◆ **To do**: From the data, copy out every line in which the word "insignia" appears.
....................
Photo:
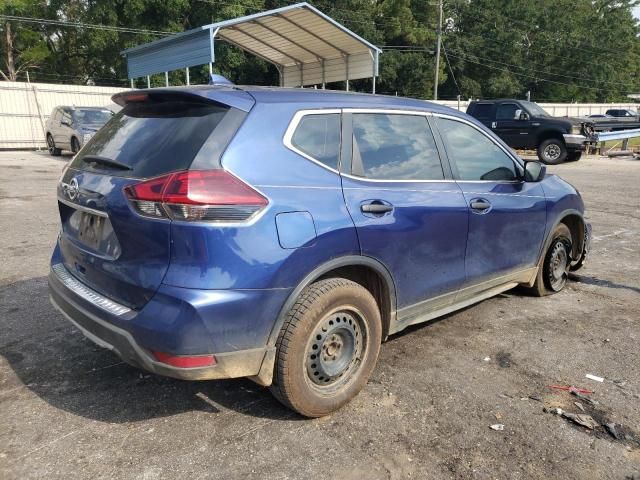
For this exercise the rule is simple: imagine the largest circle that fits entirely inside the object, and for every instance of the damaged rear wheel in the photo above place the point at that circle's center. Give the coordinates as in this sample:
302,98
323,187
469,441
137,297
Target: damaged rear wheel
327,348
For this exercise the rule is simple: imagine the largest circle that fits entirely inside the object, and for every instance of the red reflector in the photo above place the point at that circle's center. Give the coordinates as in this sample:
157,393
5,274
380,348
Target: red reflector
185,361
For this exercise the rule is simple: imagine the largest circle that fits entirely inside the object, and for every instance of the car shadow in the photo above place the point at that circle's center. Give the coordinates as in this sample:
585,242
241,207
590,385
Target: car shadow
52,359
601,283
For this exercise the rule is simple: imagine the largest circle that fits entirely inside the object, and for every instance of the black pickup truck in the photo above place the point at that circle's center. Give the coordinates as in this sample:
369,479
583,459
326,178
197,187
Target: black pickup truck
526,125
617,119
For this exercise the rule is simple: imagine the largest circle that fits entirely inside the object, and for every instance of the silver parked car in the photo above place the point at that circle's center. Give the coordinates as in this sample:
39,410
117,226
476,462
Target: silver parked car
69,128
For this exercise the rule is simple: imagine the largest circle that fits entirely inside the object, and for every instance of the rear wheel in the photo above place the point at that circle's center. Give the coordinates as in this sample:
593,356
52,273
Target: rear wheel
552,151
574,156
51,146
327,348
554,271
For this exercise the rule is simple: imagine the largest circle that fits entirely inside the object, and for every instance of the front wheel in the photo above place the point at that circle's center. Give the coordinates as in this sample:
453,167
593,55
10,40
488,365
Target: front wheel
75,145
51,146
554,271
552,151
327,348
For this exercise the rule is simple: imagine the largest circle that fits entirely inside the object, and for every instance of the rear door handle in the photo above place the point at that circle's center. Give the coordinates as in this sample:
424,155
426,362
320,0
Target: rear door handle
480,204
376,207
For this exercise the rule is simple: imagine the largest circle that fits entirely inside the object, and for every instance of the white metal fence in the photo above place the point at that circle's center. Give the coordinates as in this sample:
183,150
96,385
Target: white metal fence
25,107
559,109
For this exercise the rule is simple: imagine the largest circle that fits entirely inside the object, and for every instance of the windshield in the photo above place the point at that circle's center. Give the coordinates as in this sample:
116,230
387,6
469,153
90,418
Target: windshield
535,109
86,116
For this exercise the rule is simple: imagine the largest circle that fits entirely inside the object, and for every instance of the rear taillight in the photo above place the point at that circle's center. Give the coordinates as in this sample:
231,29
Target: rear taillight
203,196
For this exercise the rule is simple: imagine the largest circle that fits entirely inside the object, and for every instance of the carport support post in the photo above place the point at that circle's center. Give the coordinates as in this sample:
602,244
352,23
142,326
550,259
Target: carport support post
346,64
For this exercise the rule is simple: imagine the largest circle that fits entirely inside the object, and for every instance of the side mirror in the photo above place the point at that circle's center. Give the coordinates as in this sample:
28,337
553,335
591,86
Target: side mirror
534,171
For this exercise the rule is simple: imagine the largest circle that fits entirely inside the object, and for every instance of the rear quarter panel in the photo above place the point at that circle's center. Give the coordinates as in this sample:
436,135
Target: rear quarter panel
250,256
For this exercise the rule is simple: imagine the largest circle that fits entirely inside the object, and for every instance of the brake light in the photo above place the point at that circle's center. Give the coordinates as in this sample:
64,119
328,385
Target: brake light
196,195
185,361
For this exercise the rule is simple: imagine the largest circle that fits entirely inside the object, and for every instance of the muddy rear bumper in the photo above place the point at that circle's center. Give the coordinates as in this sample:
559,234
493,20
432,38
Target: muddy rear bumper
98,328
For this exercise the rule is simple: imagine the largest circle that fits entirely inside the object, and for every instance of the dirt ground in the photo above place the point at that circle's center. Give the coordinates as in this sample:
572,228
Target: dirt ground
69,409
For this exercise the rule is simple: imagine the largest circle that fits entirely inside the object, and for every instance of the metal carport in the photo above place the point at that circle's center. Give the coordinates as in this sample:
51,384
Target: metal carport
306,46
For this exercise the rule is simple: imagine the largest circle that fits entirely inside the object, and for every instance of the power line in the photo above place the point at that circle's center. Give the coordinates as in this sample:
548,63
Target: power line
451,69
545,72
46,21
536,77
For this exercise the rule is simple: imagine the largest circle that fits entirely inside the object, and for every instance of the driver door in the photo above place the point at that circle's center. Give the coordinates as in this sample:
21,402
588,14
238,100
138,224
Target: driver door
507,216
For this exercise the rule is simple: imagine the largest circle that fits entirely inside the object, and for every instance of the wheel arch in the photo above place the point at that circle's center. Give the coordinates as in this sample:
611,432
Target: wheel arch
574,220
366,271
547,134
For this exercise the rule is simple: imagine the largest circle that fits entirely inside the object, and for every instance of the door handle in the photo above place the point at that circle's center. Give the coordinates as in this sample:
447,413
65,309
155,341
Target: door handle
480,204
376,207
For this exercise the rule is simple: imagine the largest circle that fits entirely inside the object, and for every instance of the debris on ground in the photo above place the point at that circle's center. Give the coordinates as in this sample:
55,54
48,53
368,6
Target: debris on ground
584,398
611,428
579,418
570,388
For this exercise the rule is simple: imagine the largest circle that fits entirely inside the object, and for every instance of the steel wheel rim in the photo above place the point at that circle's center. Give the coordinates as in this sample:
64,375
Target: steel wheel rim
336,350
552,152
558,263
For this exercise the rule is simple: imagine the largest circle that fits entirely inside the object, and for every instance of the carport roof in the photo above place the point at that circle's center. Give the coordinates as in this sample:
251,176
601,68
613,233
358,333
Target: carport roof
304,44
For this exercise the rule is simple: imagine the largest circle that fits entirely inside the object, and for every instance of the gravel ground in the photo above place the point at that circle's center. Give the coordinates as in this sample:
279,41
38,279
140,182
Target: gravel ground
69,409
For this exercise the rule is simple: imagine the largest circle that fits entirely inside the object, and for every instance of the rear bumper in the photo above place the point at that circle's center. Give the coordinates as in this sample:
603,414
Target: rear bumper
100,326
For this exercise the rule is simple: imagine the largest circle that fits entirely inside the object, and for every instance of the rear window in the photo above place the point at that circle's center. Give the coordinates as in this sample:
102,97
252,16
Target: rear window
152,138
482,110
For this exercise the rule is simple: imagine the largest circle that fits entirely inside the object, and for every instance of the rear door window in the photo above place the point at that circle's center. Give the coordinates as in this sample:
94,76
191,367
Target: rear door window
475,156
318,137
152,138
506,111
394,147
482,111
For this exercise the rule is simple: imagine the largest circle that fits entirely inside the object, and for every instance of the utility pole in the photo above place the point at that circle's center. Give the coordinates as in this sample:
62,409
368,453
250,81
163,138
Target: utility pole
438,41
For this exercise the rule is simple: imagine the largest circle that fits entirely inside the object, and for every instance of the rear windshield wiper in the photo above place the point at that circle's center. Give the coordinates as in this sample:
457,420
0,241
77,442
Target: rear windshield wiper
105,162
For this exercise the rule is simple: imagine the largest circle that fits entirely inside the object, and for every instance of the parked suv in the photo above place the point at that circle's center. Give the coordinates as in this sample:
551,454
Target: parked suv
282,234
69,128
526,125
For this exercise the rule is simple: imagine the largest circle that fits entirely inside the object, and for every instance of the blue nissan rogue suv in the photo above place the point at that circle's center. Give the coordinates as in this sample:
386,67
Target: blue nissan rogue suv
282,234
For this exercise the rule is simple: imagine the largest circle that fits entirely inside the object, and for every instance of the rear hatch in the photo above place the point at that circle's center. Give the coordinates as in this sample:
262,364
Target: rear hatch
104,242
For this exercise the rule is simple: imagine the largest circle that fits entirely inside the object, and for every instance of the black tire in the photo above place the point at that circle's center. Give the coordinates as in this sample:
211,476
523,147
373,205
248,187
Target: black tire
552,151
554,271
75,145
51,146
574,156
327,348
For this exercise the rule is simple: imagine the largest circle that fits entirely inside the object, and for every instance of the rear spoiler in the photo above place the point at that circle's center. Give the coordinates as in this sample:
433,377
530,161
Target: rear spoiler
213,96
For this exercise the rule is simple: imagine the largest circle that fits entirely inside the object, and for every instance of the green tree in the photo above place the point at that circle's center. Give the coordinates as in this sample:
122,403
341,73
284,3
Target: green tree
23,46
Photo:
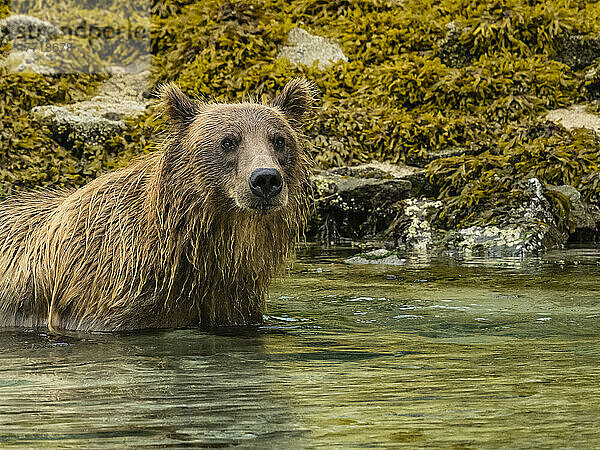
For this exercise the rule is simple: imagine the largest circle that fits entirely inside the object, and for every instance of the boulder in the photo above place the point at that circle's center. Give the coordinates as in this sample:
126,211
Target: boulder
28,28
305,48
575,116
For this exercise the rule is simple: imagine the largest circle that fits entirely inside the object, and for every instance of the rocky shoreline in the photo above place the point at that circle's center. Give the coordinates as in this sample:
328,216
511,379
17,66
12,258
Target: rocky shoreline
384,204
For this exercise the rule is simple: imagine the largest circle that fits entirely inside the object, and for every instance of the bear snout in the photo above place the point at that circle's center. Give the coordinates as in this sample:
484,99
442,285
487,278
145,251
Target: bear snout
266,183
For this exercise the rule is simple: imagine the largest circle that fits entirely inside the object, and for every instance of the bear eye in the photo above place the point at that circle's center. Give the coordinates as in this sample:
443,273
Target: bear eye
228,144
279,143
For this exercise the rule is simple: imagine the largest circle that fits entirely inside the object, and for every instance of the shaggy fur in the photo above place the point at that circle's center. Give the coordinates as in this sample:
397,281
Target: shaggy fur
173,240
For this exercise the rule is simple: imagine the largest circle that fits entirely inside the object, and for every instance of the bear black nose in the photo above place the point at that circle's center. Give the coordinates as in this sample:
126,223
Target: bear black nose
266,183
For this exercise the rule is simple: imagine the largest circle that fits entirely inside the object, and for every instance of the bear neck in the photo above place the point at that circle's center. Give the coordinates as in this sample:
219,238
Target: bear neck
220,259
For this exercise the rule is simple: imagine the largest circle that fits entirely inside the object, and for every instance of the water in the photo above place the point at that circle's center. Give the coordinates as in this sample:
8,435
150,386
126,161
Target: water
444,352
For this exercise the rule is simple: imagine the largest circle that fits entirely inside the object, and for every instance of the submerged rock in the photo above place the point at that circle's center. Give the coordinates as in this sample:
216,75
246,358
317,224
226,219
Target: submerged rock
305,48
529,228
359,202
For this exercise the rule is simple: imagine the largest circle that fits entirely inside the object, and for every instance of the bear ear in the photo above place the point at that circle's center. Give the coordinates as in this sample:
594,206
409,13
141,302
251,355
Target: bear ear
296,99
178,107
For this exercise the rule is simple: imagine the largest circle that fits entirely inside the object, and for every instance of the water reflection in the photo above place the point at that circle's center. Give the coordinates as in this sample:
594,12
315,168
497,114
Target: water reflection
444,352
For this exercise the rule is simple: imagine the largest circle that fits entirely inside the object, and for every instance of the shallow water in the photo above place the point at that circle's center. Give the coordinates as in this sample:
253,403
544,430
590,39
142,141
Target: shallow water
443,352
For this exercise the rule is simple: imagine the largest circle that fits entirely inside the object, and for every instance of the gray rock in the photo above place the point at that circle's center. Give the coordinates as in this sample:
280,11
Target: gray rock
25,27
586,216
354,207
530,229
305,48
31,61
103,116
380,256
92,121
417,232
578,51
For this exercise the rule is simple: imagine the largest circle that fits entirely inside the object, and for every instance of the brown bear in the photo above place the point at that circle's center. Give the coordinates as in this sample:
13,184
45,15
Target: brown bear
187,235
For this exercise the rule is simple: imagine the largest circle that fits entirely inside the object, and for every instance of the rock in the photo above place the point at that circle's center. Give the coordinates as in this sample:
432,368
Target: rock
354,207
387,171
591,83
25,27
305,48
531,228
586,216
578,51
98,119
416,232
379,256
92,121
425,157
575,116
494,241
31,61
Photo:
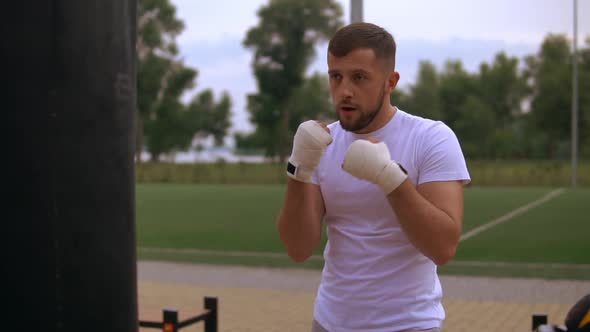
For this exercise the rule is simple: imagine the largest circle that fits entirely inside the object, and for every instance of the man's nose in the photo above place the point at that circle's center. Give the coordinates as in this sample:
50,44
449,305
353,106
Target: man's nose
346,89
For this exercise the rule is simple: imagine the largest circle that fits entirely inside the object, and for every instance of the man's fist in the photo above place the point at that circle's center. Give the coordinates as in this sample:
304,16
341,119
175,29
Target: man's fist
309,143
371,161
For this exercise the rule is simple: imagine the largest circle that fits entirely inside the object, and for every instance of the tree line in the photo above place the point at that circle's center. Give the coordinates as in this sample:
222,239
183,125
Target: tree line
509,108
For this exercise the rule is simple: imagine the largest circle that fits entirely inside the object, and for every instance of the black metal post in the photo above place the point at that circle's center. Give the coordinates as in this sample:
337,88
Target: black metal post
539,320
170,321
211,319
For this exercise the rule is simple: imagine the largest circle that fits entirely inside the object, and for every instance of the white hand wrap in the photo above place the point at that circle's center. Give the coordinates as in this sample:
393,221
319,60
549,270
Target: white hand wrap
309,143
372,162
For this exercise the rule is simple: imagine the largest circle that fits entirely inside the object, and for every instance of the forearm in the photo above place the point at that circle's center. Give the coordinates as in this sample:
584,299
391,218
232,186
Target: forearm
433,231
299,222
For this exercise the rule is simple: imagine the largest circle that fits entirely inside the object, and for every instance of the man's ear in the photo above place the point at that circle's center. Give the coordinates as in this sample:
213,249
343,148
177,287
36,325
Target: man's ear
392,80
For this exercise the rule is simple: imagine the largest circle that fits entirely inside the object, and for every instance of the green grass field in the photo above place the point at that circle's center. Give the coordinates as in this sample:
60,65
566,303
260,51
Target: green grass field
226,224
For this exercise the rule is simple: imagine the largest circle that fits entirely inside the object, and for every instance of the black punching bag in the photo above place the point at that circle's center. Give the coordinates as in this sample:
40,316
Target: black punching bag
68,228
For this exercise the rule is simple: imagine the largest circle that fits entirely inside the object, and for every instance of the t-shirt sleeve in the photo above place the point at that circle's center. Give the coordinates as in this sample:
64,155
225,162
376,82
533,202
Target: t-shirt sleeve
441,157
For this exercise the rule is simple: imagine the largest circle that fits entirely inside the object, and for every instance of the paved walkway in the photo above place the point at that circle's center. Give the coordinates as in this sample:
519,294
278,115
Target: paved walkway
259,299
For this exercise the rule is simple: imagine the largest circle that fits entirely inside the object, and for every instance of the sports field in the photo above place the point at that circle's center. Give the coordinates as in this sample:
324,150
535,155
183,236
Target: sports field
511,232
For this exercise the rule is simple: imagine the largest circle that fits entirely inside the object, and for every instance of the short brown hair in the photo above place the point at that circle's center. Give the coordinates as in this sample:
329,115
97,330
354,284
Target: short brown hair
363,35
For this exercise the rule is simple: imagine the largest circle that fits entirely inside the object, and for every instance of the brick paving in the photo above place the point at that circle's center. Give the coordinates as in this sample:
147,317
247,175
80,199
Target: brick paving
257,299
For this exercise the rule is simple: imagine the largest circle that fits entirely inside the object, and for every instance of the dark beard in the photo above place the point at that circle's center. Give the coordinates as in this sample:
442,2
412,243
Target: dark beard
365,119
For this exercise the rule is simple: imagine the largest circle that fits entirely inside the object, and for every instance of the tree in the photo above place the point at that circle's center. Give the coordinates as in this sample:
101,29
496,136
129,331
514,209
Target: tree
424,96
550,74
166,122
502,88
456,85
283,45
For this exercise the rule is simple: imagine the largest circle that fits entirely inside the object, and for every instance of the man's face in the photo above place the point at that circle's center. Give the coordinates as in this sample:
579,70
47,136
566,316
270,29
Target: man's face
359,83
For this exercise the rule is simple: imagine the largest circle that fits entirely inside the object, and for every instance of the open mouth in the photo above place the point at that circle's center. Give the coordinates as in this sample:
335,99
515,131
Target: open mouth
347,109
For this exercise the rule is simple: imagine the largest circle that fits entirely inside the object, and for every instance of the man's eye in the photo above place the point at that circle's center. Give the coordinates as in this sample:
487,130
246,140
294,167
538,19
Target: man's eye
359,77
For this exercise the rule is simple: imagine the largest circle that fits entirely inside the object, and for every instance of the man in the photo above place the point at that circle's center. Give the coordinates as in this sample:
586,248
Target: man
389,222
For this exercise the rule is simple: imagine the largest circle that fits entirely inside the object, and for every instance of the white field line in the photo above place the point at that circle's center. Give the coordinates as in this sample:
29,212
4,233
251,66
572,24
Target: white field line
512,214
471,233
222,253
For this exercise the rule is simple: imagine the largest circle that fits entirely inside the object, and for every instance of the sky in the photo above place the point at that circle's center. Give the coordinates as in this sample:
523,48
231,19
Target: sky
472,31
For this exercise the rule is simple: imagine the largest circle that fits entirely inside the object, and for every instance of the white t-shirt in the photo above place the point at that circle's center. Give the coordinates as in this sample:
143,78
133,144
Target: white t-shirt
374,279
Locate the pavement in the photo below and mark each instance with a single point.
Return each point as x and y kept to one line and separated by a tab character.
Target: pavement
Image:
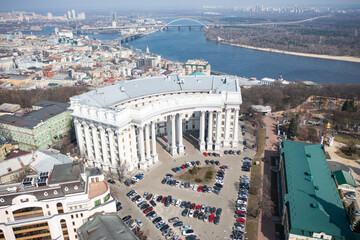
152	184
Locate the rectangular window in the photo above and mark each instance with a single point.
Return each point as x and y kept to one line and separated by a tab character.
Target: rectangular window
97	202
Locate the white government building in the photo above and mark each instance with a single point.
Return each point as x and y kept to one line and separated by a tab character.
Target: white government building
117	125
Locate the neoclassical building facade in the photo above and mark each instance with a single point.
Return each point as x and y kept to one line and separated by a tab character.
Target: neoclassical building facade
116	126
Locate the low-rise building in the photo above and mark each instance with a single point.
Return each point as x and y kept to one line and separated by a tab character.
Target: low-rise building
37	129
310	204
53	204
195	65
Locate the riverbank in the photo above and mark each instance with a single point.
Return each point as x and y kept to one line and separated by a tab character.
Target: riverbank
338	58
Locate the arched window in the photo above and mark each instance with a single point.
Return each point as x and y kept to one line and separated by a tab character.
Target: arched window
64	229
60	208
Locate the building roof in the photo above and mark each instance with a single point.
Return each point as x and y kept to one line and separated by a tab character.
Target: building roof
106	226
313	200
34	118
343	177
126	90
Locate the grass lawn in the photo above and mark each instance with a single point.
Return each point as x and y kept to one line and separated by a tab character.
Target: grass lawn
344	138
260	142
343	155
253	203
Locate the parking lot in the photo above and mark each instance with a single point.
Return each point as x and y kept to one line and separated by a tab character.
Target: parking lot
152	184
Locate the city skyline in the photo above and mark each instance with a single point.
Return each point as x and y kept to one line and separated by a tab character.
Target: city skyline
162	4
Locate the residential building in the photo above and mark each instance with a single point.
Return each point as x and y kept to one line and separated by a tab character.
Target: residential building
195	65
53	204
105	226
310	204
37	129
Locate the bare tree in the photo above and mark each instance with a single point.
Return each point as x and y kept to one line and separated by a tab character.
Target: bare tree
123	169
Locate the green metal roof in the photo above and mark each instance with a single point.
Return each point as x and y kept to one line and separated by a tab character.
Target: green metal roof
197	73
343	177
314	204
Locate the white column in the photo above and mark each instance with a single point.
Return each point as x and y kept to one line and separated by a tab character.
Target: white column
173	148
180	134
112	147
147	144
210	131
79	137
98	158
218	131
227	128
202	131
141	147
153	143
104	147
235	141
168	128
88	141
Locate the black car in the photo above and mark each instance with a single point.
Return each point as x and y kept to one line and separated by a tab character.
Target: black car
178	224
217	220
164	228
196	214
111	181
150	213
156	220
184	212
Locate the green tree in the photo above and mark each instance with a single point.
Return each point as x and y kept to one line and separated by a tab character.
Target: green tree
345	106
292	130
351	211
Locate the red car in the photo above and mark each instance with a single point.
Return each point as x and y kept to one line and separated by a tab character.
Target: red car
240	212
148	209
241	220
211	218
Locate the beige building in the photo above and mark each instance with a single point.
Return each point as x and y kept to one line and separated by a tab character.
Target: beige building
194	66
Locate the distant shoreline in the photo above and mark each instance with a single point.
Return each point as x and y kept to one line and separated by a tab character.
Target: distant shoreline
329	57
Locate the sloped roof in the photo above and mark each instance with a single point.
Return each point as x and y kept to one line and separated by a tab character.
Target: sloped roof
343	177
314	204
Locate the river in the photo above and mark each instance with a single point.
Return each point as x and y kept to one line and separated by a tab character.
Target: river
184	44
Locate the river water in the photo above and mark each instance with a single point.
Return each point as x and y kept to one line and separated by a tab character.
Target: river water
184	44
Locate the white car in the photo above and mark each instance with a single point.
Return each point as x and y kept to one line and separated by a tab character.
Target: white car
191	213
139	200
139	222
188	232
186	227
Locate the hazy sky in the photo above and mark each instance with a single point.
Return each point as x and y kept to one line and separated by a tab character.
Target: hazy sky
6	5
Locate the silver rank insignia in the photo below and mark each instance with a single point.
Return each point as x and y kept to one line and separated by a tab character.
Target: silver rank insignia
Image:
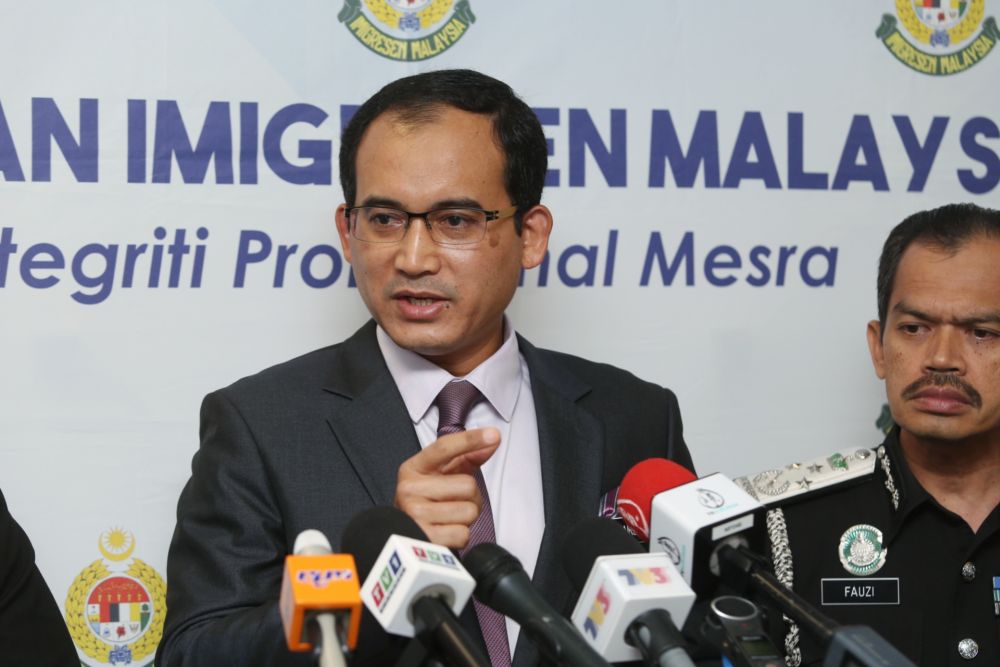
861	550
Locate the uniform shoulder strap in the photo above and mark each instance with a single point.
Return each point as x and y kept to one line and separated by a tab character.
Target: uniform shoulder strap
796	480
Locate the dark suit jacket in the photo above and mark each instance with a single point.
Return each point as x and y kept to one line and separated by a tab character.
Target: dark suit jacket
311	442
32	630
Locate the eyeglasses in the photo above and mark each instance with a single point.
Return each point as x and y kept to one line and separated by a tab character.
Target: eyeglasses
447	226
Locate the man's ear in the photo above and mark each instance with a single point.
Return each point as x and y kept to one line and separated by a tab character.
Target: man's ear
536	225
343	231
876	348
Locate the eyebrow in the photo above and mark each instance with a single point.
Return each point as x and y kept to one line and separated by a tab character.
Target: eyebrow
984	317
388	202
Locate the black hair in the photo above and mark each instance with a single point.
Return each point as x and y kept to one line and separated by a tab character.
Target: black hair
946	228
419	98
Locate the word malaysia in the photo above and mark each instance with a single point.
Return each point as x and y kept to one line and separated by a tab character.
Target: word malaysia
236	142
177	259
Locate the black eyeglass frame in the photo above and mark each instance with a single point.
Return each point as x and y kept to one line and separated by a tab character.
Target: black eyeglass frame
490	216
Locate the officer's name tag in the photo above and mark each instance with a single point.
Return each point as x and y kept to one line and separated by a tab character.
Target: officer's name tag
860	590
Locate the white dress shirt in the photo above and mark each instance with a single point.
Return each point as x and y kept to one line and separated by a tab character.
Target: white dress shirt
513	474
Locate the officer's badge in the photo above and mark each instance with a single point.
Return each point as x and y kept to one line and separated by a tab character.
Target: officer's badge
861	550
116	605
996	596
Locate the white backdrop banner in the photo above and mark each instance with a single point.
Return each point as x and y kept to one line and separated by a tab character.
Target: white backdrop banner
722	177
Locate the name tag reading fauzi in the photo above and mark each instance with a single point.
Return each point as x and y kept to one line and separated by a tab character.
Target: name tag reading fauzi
....................
◆ **Solution to this task**:
Locate the silver rank insignia in the photo below and mark each instance with a single point.
Target: silver rank insignia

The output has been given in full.